* begin Extracted information *
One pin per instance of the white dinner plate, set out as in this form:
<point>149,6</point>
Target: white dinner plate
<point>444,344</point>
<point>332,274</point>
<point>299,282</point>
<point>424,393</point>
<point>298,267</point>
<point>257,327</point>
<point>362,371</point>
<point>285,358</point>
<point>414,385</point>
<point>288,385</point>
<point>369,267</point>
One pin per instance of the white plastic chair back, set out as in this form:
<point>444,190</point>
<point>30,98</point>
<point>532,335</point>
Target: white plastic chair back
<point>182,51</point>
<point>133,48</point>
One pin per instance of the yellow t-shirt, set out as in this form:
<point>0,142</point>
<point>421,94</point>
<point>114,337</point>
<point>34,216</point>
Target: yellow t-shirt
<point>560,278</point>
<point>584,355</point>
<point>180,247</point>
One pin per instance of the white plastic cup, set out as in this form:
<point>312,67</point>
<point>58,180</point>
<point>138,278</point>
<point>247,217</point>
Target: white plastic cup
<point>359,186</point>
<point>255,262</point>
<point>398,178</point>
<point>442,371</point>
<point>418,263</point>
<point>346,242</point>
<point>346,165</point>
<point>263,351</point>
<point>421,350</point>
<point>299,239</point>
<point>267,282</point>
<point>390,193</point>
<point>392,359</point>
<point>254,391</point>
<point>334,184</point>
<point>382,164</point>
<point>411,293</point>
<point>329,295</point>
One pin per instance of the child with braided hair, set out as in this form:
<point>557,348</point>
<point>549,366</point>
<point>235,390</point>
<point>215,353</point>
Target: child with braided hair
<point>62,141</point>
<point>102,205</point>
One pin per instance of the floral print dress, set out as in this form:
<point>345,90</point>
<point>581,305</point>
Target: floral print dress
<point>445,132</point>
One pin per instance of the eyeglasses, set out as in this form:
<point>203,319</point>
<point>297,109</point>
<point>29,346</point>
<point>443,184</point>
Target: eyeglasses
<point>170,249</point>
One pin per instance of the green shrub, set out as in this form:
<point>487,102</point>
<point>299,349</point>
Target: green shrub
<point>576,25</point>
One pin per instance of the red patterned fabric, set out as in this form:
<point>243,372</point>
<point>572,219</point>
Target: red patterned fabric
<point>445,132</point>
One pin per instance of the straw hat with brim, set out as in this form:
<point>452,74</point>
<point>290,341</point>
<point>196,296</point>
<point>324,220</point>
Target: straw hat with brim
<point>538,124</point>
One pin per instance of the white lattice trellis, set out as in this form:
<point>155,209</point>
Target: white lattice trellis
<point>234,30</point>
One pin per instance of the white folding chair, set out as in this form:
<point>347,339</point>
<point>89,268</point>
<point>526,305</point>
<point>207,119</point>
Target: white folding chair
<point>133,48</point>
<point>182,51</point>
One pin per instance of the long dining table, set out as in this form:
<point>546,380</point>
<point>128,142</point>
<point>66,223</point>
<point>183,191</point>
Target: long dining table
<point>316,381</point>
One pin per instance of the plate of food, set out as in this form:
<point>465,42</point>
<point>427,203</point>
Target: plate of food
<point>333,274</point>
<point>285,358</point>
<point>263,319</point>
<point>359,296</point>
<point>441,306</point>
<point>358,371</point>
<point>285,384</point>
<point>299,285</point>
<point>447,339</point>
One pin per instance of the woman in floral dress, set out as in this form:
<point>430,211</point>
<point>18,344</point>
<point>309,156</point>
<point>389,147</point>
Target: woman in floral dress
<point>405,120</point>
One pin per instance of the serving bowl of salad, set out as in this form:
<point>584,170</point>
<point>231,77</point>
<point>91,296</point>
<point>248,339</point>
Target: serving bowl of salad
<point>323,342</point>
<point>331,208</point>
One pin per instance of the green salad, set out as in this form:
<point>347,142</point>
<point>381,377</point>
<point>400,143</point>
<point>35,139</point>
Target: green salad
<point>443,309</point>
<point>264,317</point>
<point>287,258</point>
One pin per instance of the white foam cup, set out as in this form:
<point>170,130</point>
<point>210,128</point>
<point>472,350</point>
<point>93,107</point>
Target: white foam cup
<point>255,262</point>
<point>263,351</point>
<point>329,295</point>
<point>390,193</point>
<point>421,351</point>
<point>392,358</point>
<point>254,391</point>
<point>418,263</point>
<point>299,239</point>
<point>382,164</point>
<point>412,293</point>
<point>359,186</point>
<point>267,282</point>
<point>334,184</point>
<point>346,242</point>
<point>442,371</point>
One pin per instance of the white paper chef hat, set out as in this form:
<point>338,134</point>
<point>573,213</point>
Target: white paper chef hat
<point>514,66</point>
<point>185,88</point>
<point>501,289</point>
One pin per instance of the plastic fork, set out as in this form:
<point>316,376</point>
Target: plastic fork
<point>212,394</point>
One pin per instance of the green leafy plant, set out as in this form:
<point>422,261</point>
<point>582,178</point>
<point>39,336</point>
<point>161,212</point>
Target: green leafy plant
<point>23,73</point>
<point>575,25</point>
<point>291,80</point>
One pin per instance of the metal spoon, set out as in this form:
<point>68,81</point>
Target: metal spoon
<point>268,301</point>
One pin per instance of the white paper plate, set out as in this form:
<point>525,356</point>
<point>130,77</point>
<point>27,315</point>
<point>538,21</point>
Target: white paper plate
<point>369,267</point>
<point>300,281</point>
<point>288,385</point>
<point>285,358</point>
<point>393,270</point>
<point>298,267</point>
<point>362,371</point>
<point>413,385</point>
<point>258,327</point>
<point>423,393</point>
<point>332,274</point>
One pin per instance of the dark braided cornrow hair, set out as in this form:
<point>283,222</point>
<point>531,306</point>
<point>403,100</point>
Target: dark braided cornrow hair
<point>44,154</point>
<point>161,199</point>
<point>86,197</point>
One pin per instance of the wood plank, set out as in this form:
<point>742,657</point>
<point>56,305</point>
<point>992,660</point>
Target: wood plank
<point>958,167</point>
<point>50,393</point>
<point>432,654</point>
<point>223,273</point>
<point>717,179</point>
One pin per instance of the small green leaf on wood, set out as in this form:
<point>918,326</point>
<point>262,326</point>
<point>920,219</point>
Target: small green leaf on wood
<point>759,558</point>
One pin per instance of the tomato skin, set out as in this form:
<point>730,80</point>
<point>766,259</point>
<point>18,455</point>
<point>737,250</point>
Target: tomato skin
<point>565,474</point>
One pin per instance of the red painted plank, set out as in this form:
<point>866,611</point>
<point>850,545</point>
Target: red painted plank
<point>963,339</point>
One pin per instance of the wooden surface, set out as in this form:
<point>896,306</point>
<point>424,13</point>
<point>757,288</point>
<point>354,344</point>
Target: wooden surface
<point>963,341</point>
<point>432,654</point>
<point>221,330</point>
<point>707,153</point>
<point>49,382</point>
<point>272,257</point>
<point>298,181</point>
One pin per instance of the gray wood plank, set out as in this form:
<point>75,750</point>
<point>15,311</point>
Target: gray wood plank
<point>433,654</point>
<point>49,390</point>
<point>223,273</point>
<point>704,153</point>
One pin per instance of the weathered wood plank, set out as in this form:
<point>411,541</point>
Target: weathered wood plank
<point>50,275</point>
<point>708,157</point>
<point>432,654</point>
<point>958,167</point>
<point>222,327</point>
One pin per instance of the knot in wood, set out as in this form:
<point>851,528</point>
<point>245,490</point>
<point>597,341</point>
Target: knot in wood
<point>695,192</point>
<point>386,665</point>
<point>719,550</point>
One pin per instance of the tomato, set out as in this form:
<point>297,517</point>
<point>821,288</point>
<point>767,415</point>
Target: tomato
* end Extracted information *
=== Problem statement ===
In the records, reproduce the lines starting at the line containing "One pin per instance of the white lattice" and ending at the line containing "<point>287,258</point>", with every occurrence of "salad" changed to "slaw" and everything else left unchanged.

=== Written solution ===
One pin per instance of the white lattice trellis, set out as in this form:
<point>155,209</point>
Target: white lattice trellis
<point>234,30</point>
One pin per instance of the white folding chair, set out as in this form:
<point>347,339</point>
<point>89,268</point>
<point>526,305</point>
<point>207,119</point>
Target: white folding chair
<point>133,48</point>
<point>182,51</point>
One pin per instance of the long dining table, set out as in this form:
<point>546,380</point>
<point>128,142</point>
<point>66,223</point>
<point>183,191</point>
Target: long dining table
<point>316,381</point>
One pin per instance of the plate of food, set out as in this form:
<point>465,42</point>
<point>427,203</point>
Target: plate of food
<point>333,274</point>
<point>285,358</point>
<point>263,319</point>
<point>359,296</point>
<point>441,306</point>
<point>358,371</point>
<point>285,384</point>
<point>299,285</point>
<point>447,339</point>
One pin per instance of the woman in floral dress, set out as in this form:
<point>430,211</point>
<point>18,344</point>
<point>309,156</point>
<point>389,147</point>
Target: woman in floral dress
<point>405,120</point>
One pin per instance of the serving bowl of slaw, set out as in this form:
<point>584,170</point>
<point>231,77</point>
<point>91,296</point>
<point>248,339</point>
Target: serving bowl of slaw
<point>323,342</point>
<point>331,208</point>
One pin per instance of the green slaw, set out as in this form:
<point>347,142</point>
<point>381,377</point>
<point>400,143</point>
<point>35,139</point>
Target: green slaw
<point>443,309</point>
<point>264,317</point>
<point>287,258</point>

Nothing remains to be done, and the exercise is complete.